(Coordinate annotation entries)
start

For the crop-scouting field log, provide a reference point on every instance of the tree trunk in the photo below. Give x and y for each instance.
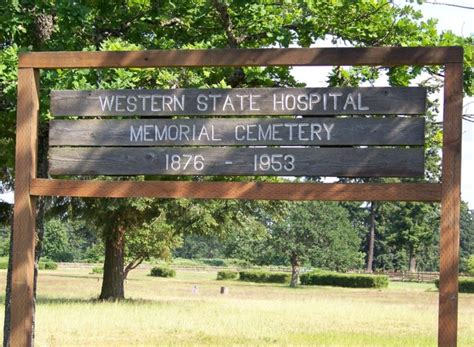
(113, 280)
(41, 207)
(295, 270)
(370, 253)
(412, 261)
(132, 265)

end

### Work to do
Copy every row above word for word, but leave out the pictures.

### Task solution
For the crop-scouting field log, provide a reference point on every instance of the tree trunk in the photo below. Give x and y for each instance.
(113, 280)
(41, 207)
(295, 270)
(370, 253)
(412, 261)
(132, 265)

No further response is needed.